■ **Aim of the task**:
The answer consists of the lines from the line holding "Task: point out every instance of the white painted" through the last line of the entries, retyped exactly, and nothing else. No pictures belong in it.

■ **Study material**:
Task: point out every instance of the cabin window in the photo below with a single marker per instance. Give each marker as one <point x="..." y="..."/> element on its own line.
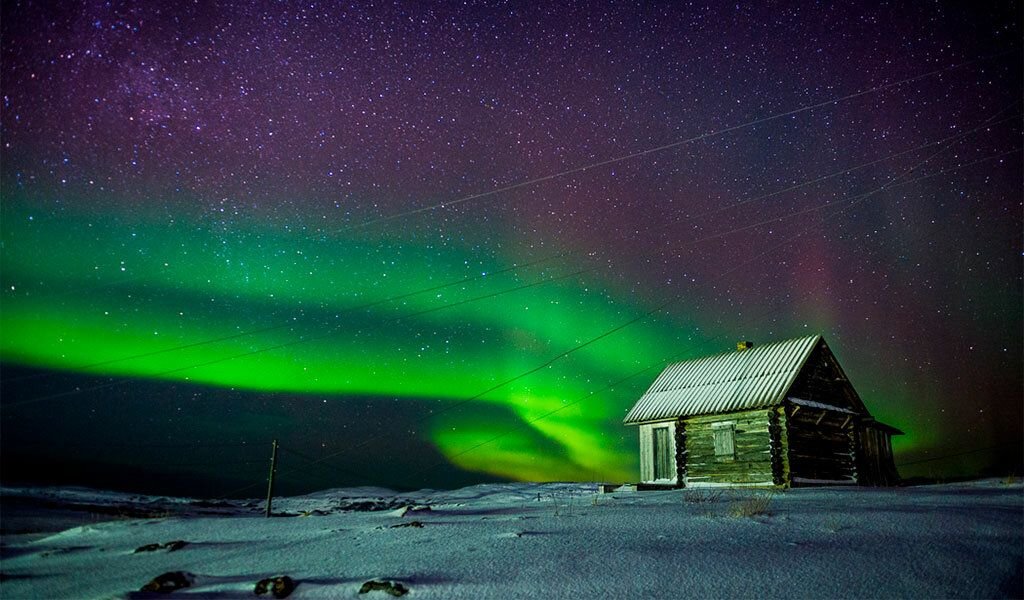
<point x="663" y="460"/>
<point x="725" y="439"/>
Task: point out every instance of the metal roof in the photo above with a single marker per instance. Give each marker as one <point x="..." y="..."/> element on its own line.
<point x="733" y="381"/>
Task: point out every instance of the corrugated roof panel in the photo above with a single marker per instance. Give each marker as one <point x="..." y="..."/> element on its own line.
<point x="733" y="381"/>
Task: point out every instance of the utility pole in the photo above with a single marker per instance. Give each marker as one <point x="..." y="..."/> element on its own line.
<point x="269" y="484"/>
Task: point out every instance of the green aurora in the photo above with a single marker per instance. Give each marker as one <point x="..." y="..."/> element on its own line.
<point x="122" y="299"/>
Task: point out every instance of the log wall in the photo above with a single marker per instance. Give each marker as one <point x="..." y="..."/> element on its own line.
<point x="821" y="445"/>
<point x="875" y="458"/>
<point x="751" y="461"/>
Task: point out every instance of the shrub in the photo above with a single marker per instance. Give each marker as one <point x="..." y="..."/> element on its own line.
<point x="752" y="506"/>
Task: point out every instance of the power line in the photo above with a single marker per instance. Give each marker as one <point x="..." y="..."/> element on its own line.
<point x="516" y="267"/>
<point x="117" y="382"/>
<point x="663" y="147"/>
<point x="660" y="306"/>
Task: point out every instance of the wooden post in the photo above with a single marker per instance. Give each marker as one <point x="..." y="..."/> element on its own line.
<point x="269" y="484"/>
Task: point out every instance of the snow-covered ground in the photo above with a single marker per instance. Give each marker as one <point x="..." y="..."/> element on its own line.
<point x="523" y="540"/>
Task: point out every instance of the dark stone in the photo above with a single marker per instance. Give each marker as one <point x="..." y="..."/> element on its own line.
<point x="169" y="582"/>
<point x="392" y="588"/>
<point x="170" y="547"/>
<point x="148" y="548"/>
<point x="280" y="587"/>
<point x="409" y="524"/>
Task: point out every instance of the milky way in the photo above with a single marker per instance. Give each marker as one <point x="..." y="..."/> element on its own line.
<point x="368" y="231"/>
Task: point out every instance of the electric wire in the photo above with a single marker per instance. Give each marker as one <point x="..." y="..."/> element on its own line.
<point x="293" y="320"/>
<point x="663" y="147"/>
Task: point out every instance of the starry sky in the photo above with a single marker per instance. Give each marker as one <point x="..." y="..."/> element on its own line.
<point x="430" y="247"/>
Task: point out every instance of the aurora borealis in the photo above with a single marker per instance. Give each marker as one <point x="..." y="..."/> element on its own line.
<point x="366" y="230"/>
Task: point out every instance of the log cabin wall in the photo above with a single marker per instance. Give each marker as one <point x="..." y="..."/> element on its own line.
<point x="730" y="448"/>
<point x="821" y="445"/>
<point x="779" y="445"/>
<point x="681" y="451"/>
<point x="822" y="380"/>
<point x="875" y="458"/>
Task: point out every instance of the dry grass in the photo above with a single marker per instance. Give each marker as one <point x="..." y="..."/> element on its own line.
<point x="702" y="495"/>
<point x="752" y="506"/>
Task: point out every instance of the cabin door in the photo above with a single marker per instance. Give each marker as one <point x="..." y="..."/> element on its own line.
<point x="663" y="458"/>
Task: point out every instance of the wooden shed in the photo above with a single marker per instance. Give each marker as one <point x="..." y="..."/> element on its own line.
<point x="783" y="414"/>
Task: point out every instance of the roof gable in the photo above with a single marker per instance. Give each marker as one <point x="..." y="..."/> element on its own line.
<point x="733" y="381"/>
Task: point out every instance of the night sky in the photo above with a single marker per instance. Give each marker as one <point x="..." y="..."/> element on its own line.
<point x="433" y="247"/>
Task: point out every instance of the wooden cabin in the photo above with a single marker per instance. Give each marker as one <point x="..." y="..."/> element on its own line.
<point x="779" y="415"/>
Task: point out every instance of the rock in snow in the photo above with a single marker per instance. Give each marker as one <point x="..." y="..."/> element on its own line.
<point x="545" y="541"/>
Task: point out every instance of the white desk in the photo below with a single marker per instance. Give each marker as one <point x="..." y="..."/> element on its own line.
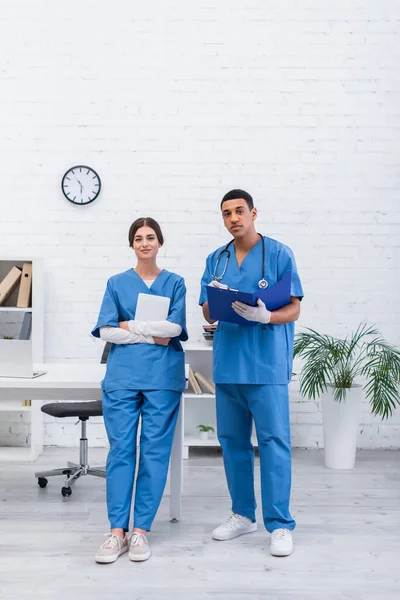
<point x="81" y="381"/>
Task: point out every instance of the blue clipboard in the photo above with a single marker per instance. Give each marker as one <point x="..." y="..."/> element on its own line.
<point x="274" y="297"/>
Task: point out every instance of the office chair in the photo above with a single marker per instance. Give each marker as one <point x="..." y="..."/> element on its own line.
<point x="82" y="410"/>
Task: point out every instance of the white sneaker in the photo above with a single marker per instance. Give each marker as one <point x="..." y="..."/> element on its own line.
<point x="281" y="542"/>
<point x="234" y="526"/>
<point x="111" y="548"/>
<point x="139" y="548"/>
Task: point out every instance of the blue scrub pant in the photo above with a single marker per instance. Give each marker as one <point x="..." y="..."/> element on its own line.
<point x="268" y="406"/>
<point x="121" y="410"/>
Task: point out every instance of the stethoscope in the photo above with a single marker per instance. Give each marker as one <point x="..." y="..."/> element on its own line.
<point x="262" y="284"/>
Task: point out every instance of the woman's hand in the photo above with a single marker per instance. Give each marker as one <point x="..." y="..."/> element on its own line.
<point x="161" y="341"/>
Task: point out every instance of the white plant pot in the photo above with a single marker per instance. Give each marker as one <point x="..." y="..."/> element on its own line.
<point x="340" y="422"/>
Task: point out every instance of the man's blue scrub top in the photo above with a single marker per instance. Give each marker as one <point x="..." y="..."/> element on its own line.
<point x="253" y="355"/>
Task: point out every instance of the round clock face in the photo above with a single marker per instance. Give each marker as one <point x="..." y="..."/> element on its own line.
<point x="81" y="185"/>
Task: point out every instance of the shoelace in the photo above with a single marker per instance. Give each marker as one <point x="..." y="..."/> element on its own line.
<point x="280" y="534"/>
<point x="232" y="521"/>
<point x="111" y="541"/>
<point x="138" y="539"/>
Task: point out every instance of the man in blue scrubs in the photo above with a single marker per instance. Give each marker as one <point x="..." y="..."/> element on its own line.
<point x="252" y="369"/>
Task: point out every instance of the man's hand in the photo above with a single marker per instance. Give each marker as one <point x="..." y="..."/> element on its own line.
<point x="161" y="341"/>
<point x="259" y="313"/>
<point x="215" y="283"/>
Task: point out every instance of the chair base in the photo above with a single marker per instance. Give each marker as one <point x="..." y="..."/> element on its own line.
<point x="73" y="471"/>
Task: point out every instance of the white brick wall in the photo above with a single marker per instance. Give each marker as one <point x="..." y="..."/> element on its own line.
<point x="174" y="103"/>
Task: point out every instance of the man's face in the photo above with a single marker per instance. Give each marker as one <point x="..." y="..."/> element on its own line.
<point x="238" y="218"/>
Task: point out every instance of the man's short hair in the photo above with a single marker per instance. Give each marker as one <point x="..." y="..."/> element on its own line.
<point x="235" y="194"/>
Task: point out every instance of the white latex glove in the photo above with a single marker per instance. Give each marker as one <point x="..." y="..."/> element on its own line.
<point x="259" y="313"/>
<point x="215" y="283"/>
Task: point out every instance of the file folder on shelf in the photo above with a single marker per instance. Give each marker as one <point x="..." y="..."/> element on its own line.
<point x="274" y="297"/>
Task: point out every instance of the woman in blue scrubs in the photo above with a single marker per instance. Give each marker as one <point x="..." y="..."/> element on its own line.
<point x="145" y="377"/>
<point x="252" y="369"/>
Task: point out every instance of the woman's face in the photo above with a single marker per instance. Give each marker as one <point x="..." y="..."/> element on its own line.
<point x="146" y="244"/>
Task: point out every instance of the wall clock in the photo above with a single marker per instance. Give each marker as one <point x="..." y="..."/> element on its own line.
<point x="81" y="185"/>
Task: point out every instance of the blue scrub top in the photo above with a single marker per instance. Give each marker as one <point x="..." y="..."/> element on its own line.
<point x="253" y="355"/>
<point x="143" y="366"/>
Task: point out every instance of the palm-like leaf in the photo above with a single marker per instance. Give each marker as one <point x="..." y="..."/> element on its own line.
<point x="336" y="362"/>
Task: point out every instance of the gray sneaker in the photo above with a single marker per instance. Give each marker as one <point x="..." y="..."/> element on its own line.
<point x="139" y="548"/>
<point x="112" y="547"/>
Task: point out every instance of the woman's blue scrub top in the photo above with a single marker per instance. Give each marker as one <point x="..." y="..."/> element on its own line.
<point x="143" y="366"/>
<point x="262" y="354"/>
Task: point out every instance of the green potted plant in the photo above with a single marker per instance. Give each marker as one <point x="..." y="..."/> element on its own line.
<point x="205" y="430"/>
<point x="330" y="371"/>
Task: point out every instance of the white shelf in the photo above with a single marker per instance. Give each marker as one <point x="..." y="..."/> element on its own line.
<point x="199" y="396"/>
<point x="196" y="441"/>
<point x="8" y="454"/>
<point x="12" y="406"/>
<point x="14" y="309"/>
<point x="13" y="319"/>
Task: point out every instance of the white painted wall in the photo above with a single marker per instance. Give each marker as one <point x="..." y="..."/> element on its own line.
<point x="174" y="103"/>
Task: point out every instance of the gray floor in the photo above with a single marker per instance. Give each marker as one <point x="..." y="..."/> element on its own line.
<point x="347" y="538"/>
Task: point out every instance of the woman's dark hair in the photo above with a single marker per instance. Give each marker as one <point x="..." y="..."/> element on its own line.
<point x="145" y="222"/>
<point x="235" y="194"/>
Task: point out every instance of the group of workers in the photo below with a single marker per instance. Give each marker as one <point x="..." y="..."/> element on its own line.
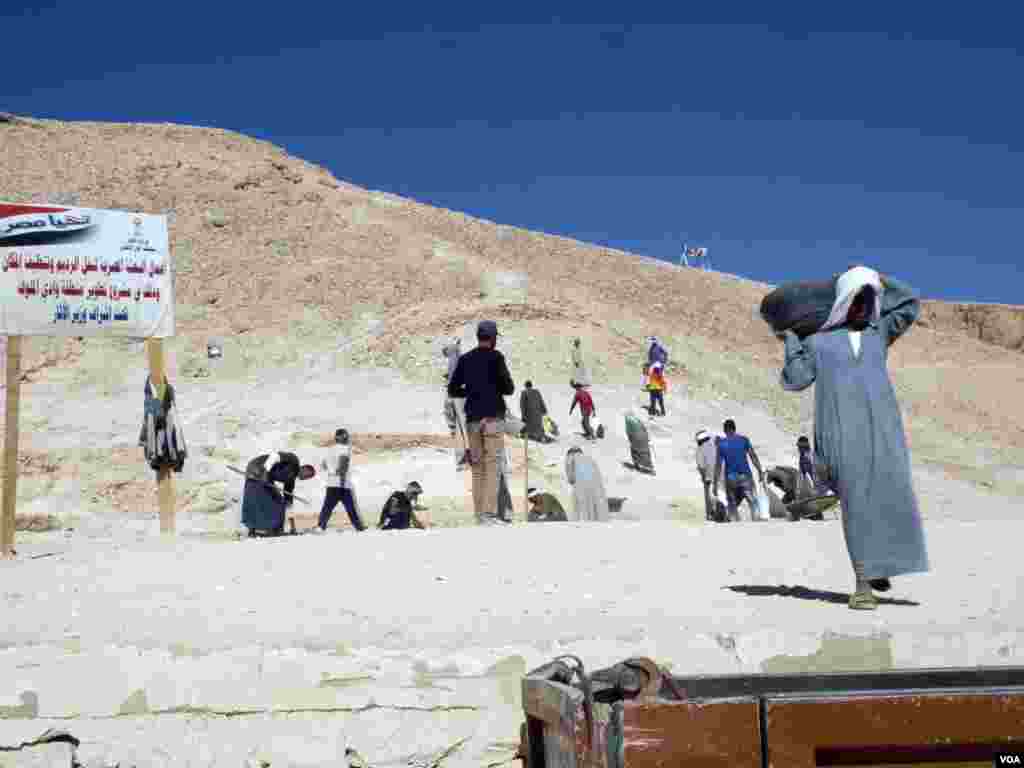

■ **Solution**:
Task: point out every instance of the white painted wall in the photo above with a single marker per instance. Give each marker as one <point x="..." y="..."/> element on its own line.
<point x="174" y="103"/>
Task: point out every instance of the gray floor in the photo above with a single marker per instance. Give each marker as one <point x="..." y="..."/> element on its own line.
<point x="347" y="538"/>
Task: point out every instance of the woman's dark hair in the photo above with a single marker per instance. Give each marker as one <point x="..." y="..."/> element on its own line.
<point x="145" y="222"/>
<point x="235" y="194"/>
Task: point out every instance of the group of workers in the photo below with a single marker per instance. Give each marker as one <point x="..." y="..."/> element on its own line.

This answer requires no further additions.